Excerpt provided
When first announcing he would shut down the inquiry last month - without first informing the truth-telling body - new Premier David Crisafulli said it would be made with "respect and decency".

"Disappointingly," Mr Creamer said, "their [the government's] behaviour today in particular has certainly not demonstrated that."

Since the announcement by Premier Crisafulli on October 31st, Mr Creamer said he had not heard anything from the government.

However, he argued the decision must have been "well planned," because when the legislation was introduced into Parliament by the Deputy Premier, Mr Creamer said he "received simultaneously an email from the minister and an email from the director general".

He said there is "not any room in this government to listen to voices opposed to them, and there's certainly not any room in this government to listen to the voices of strong Indigenous leadership".

"The government certainly have no interest in listening."

Comparing the new LNP government to the previous one under Campbell Newman, he added: "I think the last time this government were in, they were known for their attack on institutions such as the arts and law, as two examples, and we've seen here today, really attack on an important institution as an inquiry."

"As Aboriginal and Torres Strait Islander people, we deserve better. We deserve the best and equal to what everyone else receives," Mr Creamer said.

Last week he told the media he had made six requests for an urgent meeting with the premier, Minister Simpson, or the director-general of the department. A meeting with Minister Simpson was postponed, and Mr Creamer said he'd received "very little communication" from the government in the meantime.

Records shown
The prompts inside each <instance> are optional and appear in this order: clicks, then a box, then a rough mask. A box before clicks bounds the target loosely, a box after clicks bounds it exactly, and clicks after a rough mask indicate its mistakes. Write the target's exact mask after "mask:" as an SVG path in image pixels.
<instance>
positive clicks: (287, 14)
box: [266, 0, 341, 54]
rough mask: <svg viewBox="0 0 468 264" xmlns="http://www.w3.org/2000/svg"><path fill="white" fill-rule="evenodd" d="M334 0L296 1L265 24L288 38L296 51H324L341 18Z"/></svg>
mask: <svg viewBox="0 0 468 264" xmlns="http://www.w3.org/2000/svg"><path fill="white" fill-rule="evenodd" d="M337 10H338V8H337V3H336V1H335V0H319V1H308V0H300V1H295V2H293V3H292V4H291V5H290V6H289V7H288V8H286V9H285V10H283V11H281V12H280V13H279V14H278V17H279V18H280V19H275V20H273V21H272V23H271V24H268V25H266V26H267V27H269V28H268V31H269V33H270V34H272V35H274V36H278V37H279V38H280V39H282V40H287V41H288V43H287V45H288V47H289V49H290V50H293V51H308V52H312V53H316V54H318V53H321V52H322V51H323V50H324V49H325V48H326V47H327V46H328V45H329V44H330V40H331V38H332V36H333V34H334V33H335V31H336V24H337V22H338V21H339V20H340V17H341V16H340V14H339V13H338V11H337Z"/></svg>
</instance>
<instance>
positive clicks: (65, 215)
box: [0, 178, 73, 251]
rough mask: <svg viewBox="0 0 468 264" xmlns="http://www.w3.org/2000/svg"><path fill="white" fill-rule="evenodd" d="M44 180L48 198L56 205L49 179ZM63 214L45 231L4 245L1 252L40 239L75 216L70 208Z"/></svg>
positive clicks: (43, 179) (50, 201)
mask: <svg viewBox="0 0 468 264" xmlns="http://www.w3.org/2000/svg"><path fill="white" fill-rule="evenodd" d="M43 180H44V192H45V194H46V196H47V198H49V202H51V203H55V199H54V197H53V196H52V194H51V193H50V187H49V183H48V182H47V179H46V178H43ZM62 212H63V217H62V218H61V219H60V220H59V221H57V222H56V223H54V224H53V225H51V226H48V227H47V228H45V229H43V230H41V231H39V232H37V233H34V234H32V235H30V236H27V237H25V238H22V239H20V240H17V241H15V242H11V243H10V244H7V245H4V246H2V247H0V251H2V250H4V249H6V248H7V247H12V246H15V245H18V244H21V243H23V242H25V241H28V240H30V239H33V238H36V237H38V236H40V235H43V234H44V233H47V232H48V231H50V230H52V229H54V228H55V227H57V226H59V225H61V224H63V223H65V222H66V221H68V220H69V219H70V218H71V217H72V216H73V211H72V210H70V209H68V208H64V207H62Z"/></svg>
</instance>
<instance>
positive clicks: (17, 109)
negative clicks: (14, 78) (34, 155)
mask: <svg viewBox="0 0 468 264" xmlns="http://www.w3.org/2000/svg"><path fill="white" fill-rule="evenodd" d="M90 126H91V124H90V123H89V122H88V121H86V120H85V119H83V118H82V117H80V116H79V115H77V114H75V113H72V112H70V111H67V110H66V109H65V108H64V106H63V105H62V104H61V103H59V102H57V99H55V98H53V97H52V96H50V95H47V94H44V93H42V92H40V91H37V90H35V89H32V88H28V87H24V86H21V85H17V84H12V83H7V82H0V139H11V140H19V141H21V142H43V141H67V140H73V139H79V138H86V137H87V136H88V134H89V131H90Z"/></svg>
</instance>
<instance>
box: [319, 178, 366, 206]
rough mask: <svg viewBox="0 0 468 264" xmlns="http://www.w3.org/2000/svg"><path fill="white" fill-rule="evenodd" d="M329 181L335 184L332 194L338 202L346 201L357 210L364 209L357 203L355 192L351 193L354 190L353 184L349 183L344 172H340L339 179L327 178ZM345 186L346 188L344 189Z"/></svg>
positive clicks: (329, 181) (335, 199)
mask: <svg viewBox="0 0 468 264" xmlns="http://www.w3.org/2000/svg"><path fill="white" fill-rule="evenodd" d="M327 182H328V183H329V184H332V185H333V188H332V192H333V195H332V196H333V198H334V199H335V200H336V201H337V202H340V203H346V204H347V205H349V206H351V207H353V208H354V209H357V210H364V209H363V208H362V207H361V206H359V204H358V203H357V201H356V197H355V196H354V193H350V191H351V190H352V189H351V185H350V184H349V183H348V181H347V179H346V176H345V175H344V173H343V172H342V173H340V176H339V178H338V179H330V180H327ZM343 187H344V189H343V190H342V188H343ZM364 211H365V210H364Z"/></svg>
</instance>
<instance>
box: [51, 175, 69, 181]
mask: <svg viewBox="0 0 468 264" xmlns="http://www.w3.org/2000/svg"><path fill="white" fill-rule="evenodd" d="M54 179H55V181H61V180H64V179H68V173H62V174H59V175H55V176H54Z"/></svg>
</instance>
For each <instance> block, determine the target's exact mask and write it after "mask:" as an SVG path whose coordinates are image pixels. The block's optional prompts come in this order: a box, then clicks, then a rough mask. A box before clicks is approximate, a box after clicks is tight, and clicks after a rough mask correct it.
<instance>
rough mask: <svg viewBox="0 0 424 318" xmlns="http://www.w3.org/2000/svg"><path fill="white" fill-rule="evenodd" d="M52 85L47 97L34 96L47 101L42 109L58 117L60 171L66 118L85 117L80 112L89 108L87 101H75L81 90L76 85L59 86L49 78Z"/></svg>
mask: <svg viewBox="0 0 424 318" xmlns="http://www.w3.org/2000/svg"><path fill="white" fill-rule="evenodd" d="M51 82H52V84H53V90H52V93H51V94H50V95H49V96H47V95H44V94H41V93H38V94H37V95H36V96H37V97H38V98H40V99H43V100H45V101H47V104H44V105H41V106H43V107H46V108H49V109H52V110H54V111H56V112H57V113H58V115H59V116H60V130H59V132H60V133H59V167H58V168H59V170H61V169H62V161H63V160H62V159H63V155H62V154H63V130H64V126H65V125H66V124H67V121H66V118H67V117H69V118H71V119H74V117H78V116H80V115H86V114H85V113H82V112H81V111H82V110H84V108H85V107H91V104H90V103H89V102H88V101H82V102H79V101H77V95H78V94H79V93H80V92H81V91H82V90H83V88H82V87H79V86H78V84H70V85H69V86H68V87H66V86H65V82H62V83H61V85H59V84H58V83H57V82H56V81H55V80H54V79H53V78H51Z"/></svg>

What is being asked
Retype the part of the excerpt on the Queensland inquiry's shutdown that opens with the words containing "Last week he" and closes with "in the meantime.".

Answer area
Last week he told the media he had made six requests for an urgent meeting with the premier, Minister Simpson, or the director-general of the department. A meeting with Minister Simpson was postponed, and Mr Creamer said he'd received "very little communication" from the government in the meantime.